DIRECTIVE
Please count the lines in the rows below that contain the string "sponsor" and reply with only that number.

--- begin ---

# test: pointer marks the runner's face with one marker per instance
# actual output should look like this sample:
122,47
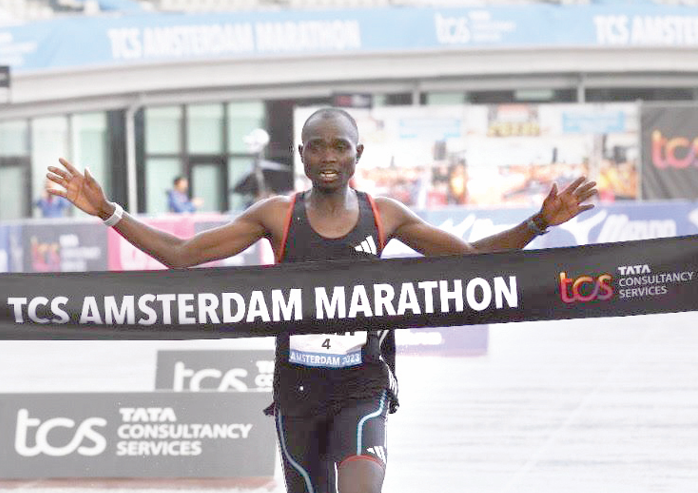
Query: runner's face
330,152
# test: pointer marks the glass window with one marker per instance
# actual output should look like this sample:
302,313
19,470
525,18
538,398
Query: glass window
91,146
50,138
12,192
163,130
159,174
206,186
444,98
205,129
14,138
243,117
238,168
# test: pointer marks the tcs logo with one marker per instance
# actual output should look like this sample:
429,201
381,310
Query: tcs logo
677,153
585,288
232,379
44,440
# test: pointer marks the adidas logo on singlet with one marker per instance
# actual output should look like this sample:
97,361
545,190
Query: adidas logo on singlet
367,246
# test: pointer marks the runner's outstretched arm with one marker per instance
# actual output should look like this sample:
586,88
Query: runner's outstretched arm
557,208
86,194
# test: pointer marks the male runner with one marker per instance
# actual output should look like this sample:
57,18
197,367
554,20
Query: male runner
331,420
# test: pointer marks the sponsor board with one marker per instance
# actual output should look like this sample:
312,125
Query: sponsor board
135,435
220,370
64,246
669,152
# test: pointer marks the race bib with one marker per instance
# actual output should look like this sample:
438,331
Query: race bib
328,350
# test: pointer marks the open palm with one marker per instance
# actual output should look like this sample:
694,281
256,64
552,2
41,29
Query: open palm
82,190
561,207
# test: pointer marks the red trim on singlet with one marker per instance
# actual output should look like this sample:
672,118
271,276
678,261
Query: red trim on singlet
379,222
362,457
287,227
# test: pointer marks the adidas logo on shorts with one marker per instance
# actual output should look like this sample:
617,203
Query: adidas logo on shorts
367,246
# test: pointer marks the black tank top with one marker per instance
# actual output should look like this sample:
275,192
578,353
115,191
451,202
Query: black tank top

--- end ---
--- begin ---

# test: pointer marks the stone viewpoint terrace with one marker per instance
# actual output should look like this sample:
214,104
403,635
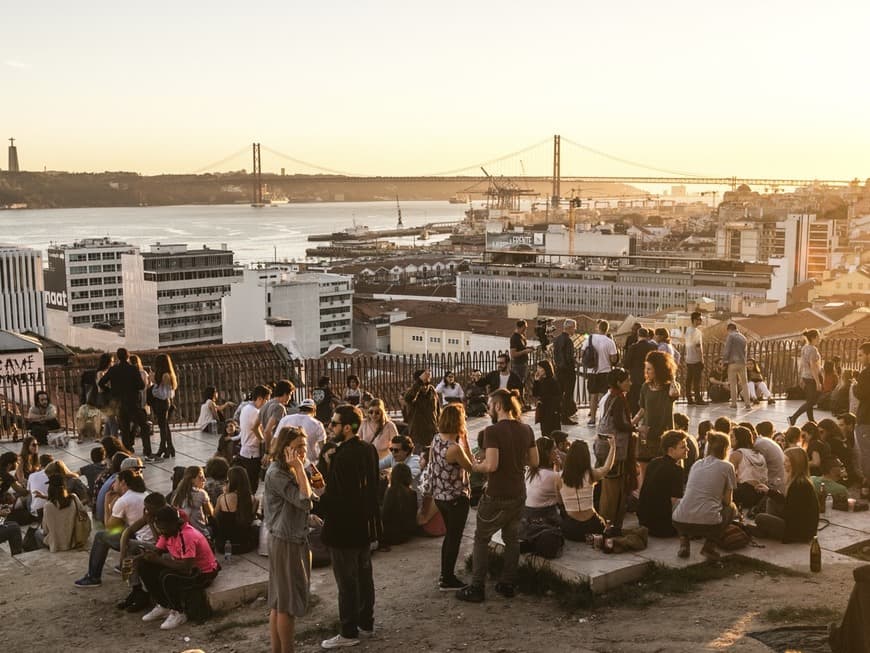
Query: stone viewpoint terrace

--- end ---
--- begin ---

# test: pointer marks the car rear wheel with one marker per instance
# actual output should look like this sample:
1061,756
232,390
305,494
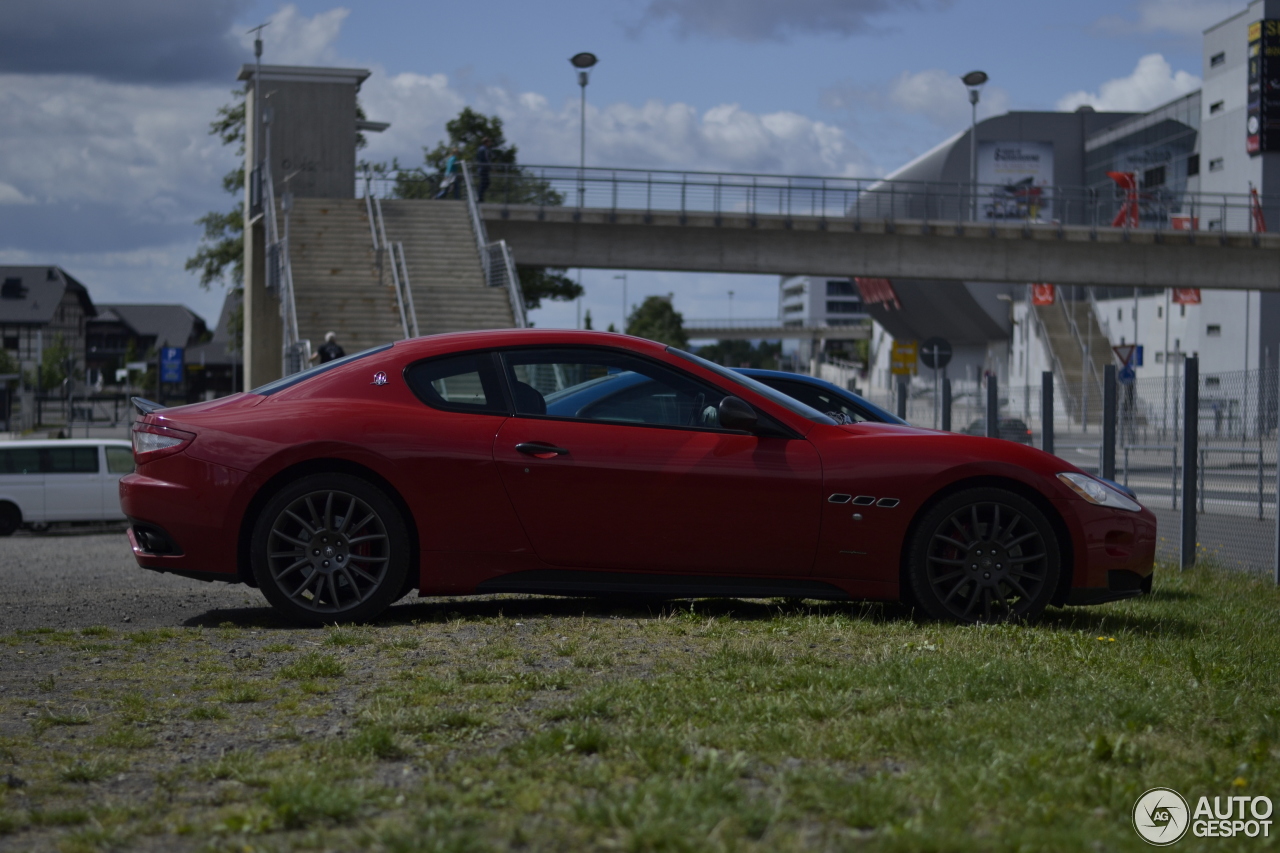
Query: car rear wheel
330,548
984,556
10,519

--- end ---

OUTPUT OF THE EXERCISE
2